▶ **PROBLEM DESCRIPTION**
Below are the records. Retype exactly the lines between the lines holding "Output one exact" and "negative clicks: (220, 50)", inclusive.

Records drawn from a dataset:
____

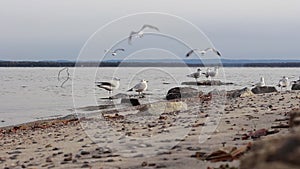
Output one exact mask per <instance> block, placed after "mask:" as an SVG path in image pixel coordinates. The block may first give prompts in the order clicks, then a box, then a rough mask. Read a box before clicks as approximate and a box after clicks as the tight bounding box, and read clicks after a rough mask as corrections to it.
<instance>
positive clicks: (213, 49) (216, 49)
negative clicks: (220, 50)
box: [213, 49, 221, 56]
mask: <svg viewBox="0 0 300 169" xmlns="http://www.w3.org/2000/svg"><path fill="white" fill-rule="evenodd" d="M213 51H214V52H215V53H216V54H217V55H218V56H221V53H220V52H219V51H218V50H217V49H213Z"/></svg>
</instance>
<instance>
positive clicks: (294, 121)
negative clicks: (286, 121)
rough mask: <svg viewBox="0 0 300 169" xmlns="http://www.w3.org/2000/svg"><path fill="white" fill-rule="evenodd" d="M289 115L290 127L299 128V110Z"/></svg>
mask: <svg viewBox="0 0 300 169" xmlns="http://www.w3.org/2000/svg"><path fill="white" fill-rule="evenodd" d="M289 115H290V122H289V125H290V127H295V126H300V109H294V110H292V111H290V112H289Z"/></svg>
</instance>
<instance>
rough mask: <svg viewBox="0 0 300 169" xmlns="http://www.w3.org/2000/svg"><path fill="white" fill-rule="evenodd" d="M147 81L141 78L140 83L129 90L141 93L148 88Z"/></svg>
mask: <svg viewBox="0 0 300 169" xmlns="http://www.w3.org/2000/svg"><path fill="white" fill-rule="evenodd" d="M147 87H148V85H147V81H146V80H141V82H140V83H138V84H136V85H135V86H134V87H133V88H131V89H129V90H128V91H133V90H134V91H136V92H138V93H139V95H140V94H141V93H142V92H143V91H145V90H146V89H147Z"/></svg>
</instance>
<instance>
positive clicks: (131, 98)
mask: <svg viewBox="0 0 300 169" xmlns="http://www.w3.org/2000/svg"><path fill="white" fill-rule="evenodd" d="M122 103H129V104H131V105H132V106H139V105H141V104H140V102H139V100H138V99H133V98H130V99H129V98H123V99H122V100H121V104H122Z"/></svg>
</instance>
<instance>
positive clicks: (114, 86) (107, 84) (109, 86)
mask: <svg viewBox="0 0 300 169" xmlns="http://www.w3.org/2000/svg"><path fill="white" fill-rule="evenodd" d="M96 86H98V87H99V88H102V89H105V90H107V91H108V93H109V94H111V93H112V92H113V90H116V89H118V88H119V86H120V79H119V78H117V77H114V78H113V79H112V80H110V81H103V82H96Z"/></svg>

____

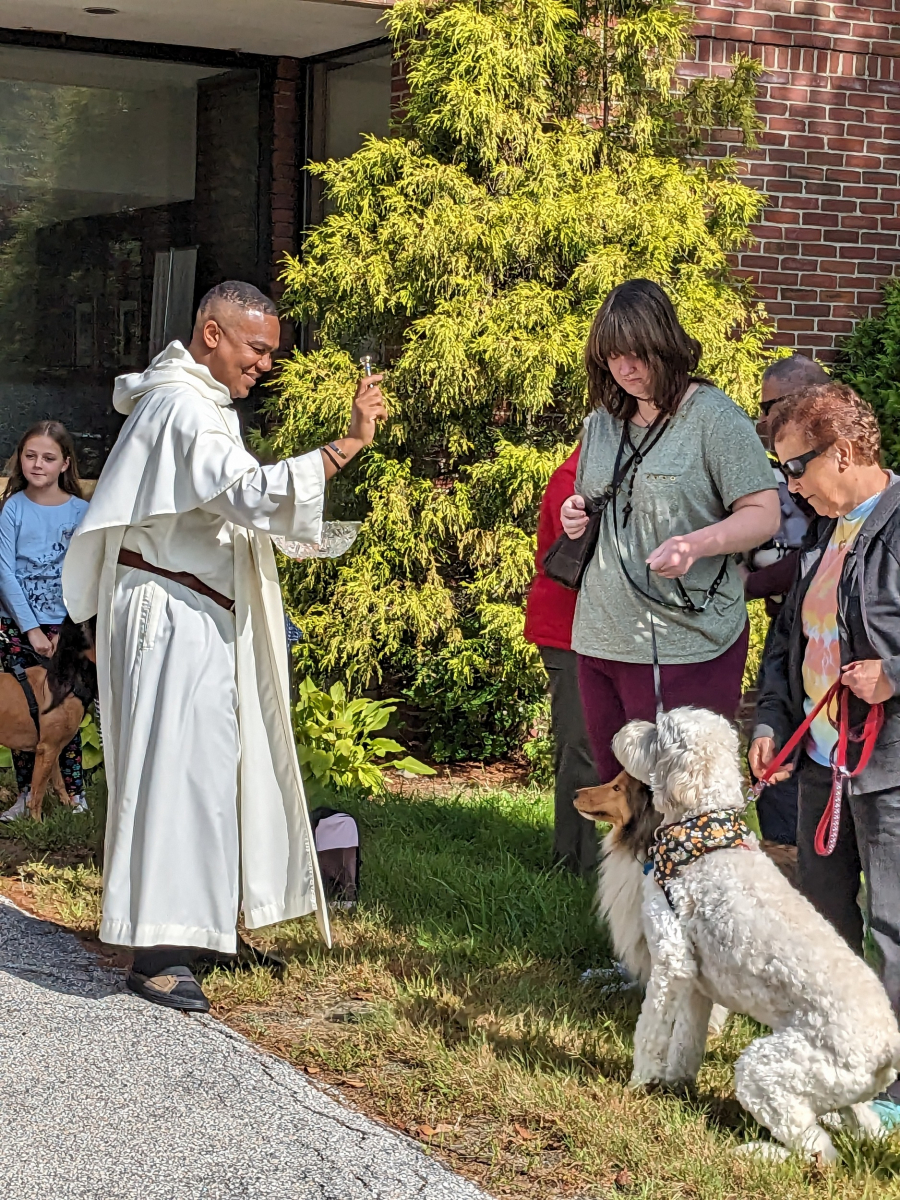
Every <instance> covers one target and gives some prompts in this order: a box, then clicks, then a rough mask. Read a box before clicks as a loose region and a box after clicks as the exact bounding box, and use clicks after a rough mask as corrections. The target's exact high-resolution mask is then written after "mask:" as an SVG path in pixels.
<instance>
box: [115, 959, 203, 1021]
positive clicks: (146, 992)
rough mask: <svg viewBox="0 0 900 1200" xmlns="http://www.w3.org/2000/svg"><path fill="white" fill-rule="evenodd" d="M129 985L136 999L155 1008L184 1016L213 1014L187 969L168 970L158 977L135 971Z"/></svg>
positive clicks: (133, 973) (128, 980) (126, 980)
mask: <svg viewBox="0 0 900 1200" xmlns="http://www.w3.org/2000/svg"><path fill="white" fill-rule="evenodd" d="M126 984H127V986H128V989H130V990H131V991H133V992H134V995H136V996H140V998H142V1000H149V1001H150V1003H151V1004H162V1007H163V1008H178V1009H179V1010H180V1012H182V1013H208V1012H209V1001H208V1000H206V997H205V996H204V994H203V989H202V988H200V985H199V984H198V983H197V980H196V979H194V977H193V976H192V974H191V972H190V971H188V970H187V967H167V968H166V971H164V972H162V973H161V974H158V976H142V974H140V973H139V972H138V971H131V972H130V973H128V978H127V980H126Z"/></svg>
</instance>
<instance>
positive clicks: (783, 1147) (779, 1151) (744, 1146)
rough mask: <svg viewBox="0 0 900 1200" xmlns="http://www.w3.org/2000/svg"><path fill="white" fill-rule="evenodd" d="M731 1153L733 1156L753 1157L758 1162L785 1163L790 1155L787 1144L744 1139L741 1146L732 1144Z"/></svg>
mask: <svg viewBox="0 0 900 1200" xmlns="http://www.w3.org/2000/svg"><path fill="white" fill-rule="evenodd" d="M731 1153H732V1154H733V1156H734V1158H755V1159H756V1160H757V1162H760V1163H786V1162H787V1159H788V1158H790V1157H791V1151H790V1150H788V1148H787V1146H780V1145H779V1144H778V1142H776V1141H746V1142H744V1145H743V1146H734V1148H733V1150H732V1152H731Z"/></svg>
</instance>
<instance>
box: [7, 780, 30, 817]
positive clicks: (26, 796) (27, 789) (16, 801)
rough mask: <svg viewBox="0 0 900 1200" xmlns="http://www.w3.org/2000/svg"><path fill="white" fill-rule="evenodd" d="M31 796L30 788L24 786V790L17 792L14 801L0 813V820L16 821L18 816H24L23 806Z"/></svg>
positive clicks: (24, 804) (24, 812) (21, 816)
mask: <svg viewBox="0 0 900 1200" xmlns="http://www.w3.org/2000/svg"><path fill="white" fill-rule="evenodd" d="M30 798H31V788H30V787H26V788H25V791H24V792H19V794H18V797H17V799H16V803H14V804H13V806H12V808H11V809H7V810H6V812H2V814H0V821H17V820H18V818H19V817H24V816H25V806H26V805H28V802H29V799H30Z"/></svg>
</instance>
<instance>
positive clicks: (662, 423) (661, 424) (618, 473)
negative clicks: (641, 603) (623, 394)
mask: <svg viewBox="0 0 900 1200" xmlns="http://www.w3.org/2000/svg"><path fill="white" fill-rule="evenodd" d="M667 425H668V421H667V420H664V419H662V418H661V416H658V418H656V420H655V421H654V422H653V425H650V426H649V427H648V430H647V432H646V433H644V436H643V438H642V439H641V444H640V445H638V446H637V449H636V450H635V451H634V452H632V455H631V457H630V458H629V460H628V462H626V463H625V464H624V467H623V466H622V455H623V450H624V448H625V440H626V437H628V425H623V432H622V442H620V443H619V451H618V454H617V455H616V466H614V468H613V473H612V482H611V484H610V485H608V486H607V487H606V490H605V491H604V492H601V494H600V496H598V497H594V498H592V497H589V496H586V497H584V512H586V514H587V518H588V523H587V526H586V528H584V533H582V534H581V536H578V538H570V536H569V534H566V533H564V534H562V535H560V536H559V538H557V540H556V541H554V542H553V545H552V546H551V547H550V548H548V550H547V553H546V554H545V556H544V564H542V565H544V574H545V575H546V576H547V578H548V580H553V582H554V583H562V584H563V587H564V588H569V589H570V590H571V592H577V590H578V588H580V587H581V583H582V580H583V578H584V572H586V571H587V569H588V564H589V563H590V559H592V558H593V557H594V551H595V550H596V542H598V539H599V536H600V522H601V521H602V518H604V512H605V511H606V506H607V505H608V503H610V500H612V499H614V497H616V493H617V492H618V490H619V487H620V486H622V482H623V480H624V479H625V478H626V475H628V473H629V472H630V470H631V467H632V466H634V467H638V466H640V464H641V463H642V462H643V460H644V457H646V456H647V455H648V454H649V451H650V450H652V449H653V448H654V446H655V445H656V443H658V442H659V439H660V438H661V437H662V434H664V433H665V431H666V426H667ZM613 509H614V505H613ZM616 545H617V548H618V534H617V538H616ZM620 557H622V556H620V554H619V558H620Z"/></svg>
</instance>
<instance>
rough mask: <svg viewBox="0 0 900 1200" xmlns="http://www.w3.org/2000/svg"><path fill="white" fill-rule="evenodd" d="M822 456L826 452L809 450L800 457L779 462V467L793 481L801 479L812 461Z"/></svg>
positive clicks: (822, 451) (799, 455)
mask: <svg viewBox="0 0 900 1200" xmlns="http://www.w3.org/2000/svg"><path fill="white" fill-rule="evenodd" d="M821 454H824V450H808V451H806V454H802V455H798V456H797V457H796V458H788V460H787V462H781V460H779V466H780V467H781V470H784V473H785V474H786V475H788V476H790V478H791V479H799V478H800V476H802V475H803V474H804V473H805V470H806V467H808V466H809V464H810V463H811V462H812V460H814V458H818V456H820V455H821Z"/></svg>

____

▶ **REPLY**
Output one exact mask per <instance> block, placed after "mask:" as an SVG path in image pixel coordinates. The block may first give prompts in the order clicks, then a box, then a rough mask. Read a box before clicks as approximate and a box after clicks as the tight bounding box, and read clicks after a rough mask as corrections to it.
<instance>
positive clicks: (213, 49) (216, 49)
negative clicks: (220, 50)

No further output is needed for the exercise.